Oak lecanium scale on small twigs.
James Solomon, USDA Forest Service, www.forestryimages.org

Scale: Various kinds of scale insects are pests of oak. Scales are unusual insects in appearance because, as adults, they are small and immobile, and with no visible legs. They vary in appearance depending on age, sex, and species. Scales feed on sap by piercing the leaf or stem with their mouthparts and sucking. As they feed on plant sap, some scale insects (soft scales) excrete a sugary waste substance called honeydew. The sooty mold fungus grows on the honeydew, resulting in an unsightly dark fungal coating on leaves and stems.

Oak lecanium scale (Parthenolecanium quercifex) is a common pest on oaks. The adult females are 1/16 to ¼ inch (2 to 6 mm) in diameter. They are round and reddish-brown. Males have wings and are brown. The female lays eggs in April and May. Crawlers (immature scale insects) hatch from the eggs, crawl to new foliage, and suck sap from leaves. Serious scale infestations may result in stunted plant growth, small flowers, yellowing of leaves, and early leaf drop. In addition, the presence of the honeydew and sooty mold results in dark splotches on the surface of the leaves.

Control: A combination of various natural enemies, including ladybird beetles (ladybugs) and parasitic wasps, usually keep scales under control. On small trees with a light infestation, the scales can be scraped off, or the infested branches can be removed and destroyed. On a larger tree, controlling scale insects with pesticides is not always practical because of the size of the tree, the need for specialized equipment, and the cost may prohibit this solution.

### Required actions
a) For the oak scale passage, decide whether each statement agrees with it, answering yes or no and quoting the exact words that settle it: (i) Adult female oak lecanium scales are round and reddish-brown. (ii) Male oak lecanium scales lack wings. (iii) The female oak lecanium scale lays eggs in June and July.
b) Please resume the oak scale passage, picking up after its final sentence.
The records play no part in this work.

### Data under study

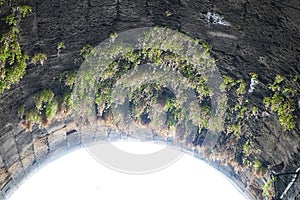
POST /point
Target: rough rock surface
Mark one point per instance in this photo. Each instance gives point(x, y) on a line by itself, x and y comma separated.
point(263, 37)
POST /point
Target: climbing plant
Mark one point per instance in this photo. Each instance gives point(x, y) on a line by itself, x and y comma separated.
point(13, 60)
point(283, 101)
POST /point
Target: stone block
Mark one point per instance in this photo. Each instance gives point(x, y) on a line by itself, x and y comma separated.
point(100, 3)
point(8, 149)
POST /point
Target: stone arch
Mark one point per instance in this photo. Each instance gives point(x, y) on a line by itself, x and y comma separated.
point(245, 36)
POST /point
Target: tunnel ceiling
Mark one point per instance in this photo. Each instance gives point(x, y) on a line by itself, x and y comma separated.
point(255, 46)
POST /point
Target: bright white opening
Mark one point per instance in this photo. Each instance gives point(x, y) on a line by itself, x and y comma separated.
point(78, 176)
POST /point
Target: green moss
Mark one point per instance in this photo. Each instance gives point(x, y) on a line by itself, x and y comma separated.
point(40, 57)
point(13, 61)
point(70, 79)
point(173, 112)
point(51, 110)
point(242, 87)
point(283, 102)
point(44, 97)
point(86, 50)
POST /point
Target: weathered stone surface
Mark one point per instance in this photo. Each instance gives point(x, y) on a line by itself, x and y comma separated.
point(263, 38)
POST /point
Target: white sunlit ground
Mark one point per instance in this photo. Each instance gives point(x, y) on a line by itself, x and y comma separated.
point(77, 176)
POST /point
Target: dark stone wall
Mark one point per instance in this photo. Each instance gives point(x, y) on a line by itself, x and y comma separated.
point(263, 38)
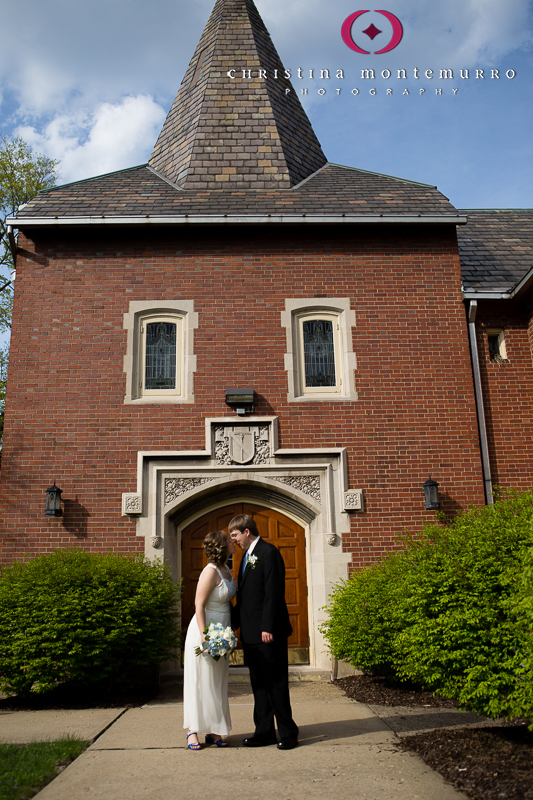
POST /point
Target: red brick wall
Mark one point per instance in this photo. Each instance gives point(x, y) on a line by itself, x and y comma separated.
point(508, 393)
point(65, 416)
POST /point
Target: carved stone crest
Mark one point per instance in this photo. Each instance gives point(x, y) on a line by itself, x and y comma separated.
point(241, 444)
point(353, 500)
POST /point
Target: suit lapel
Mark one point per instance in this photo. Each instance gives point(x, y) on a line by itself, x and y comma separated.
point(248, 565)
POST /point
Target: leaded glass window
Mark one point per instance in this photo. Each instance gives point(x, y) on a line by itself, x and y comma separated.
point(160, 357)
point(319, 353)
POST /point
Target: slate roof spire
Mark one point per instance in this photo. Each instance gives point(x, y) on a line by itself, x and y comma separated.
point(240, 133)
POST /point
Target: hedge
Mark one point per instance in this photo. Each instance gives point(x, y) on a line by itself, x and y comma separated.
point(83, 617)
point(451, 611)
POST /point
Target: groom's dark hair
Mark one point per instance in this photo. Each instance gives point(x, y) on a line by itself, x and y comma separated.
point(241, 522)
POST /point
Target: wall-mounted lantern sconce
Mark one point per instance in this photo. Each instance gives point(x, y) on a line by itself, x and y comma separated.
point(242, 400)
point(431, 493)
point(53, 501)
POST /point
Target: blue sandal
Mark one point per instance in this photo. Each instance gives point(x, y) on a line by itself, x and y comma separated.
point(194, 745)
point(219, 742)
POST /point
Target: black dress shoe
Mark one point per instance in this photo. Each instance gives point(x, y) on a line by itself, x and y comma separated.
point(258, 741)
point(288, 744)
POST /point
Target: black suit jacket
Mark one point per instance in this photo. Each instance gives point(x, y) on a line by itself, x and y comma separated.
point(261, 602)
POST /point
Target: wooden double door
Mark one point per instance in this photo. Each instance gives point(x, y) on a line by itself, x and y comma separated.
point(275, 528)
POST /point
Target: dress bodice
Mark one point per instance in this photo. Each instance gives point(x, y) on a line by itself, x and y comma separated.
point(221, 595)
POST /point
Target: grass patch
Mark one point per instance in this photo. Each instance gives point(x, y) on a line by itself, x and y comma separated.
point(26, 768)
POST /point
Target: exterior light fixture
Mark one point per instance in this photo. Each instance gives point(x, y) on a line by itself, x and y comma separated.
point(242, 400)
point(431, 493)
point(53, 501)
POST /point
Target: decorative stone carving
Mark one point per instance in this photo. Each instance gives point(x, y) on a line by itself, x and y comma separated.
point(353, 500)
point(175, 487)
point(242, 444)
point(308, 484)
point(131, 503)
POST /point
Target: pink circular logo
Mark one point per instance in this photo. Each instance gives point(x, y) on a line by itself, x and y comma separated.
point(372, 32)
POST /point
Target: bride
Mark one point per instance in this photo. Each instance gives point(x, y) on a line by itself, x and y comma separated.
point(205, 683)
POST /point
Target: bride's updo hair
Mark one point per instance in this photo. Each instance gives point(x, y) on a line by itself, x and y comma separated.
point(216, 547)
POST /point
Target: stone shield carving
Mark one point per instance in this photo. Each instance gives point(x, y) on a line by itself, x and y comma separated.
point(241, 444)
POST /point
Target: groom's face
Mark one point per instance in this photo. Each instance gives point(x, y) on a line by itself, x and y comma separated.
point(243, 538)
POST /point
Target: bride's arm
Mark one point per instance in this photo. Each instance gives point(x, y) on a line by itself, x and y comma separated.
point(206, 583)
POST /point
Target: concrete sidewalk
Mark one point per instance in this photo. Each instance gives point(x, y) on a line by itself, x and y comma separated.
point(346, 749)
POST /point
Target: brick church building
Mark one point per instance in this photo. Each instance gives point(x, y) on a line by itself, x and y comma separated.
point(241, 326)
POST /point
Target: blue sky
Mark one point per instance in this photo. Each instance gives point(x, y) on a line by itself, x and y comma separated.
point(90, 84)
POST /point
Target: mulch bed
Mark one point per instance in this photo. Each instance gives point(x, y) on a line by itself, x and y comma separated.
point(486, 763)
point(377, 691)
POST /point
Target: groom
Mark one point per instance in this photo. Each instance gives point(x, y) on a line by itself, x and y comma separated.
point(261, 613)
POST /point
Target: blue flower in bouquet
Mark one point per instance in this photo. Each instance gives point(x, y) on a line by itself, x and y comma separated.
point(219, 641)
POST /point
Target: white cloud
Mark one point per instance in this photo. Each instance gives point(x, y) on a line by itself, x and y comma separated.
point(113, 137)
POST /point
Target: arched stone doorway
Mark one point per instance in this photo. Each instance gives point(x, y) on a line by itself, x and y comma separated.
point(284, 533)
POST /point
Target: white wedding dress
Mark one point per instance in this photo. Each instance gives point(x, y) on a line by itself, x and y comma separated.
point(205, 681)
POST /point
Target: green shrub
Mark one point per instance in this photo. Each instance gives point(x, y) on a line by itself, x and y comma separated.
point(83, 617)
point(521, 700)
point(362, 619)
point(452, 611)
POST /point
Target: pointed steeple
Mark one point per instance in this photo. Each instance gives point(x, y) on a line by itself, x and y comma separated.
point(241, 132)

### Answers provided
a)
(i) Yes: "They are round and reddish-brown."
(ii) No: "Males have wings and are brown."
(iii) No: "The female lays eggs in April and May."

b)
Scales are not easily controlled with chemical insecticides once the adults are protected by their waxy covering. For heavy infestations of scale insects, spray with a 2% horticultural oil in the spring and fall to manage adults, crawlers, and eggs by smothering them. Be sure to coat the trunk and all of the branches thoroughly.

However, crawlers (the mobile immatures) are susceptible to conventional insecticides. Monitor the crawler emergence with sticky cards, double-faced tape wrapped around a branch, or by putting an infested shoot or leaf into a baggie and watching for crawler movement. Insecticides labeled for use by homeowners against scale crawlers on oaks include cyfluthrin, permethrin, bifenthrin, cyhalothrin, and malathion. Apply one of these materials when crawlers appear and repeat the spray application in 10 days. As with all pesticides, read and follow all label instructions and precautions. See Table 1 for examples of specific products.

Note: Chemical control of diseases and insects on large trees is usually not feasible since adequate coverage of the foliage with a pesticide cannot be achieved. The use of horticultural oil is a safer alternative to insecticides for spraying upward into a large tree.

Table 1. Insecticides & Fungicides to Control Oak Insect Pests & Diseases.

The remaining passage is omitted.